┌──
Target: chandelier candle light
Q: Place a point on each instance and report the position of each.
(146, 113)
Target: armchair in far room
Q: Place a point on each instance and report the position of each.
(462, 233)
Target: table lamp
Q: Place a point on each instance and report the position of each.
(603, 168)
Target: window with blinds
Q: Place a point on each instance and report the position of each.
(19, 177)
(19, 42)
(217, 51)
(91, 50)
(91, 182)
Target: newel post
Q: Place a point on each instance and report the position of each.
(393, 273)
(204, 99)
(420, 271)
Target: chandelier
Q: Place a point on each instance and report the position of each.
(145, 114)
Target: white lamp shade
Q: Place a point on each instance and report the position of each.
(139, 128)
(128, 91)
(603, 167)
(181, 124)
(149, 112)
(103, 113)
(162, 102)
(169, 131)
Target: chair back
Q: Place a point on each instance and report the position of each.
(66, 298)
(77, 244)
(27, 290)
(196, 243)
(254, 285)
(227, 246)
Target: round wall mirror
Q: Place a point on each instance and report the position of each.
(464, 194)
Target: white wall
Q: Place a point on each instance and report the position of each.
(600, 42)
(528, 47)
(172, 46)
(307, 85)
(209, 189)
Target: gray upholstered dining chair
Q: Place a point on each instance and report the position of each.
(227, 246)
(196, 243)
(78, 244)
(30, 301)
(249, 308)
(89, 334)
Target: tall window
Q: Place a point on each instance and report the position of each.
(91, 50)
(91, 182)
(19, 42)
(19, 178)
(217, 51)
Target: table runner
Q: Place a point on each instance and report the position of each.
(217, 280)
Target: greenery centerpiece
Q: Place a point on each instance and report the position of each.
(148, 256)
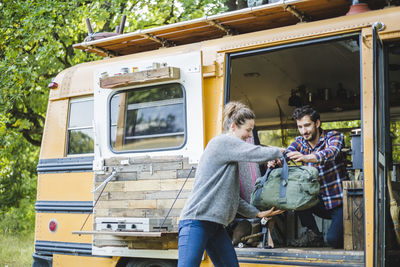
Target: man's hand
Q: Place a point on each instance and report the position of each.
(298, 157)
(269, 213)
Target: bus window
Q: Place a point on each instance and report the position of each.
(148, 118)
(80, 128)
└──
Exactly as written, give the entries above again, with no images.

Target: chandelier candle light
Q: Place a point on each instance and report the position of each.
(146, 113)
Target: armchair in far room
Q: Place a point on each instance and report the position of each.
(462, 233)
Target: table lamp
Q: Place a point on each instance and report the position of each.
(603, 168)
Target: window with blinds
Q: Place a point on each instance and report the position of each.
(19, 177)
(19, 42)
(217, 51)
(91, 50)
(91, 182)
Target: newel post
Q: Place a point on each instance and report the position of each.
(393, 273)
(204, 99)
(420, 271)
Target: chandelier
Q: Place a point on each instance and report the position of each.
(145, 114)
Target: white lamp shade
Q: Place a point on each instance and report the position of each.
(139, 128)
(128, 91)
(603, 167)
(181, 124)
(149, 112)
(103, 113)
(162, 102)
(169, 131)
Target: chair back
Q: Place a point on each instance and report the position of each.
(66, 298)
(77, 244)
(27, 290)
(196, 243)
(254, 285)
(227, 246)
Target: round wall mirror
Q: Place a point on each instance and report the position of each.
(464, 194)
Target: white wall
Q: Place a point on each instance and report the position of each.
(600, 42)
(528, 47)
(172, 46)
(307, 85)
(209, 189)
Target: gray upholstered dining chair
Q: Place a point on each instance and report the position of each.
(227, 246)
(196, 243)
(78, 244)
(30, 301)
(249, 308)
(89, 334)
Target: tall window
Q: Place a point on each instance and report the position of each.
(91, 50)
(91, 182)
(19, 42)
(19, 178)
(217, 51)
Target: table runner
Q: Place a point on each instance and report the position of each.
(217, 280)
Target: greenery centerpiece
Q: Place a point on each instance and report the position of each.
(148, 256)
Target: man's hand
Q: Place a point on each instance and report the position of each.
(298, 157)
(269, 213)
Target: bus window
Q: Place a point on each instance and report the position of each.
(148, 118)
(80, 128)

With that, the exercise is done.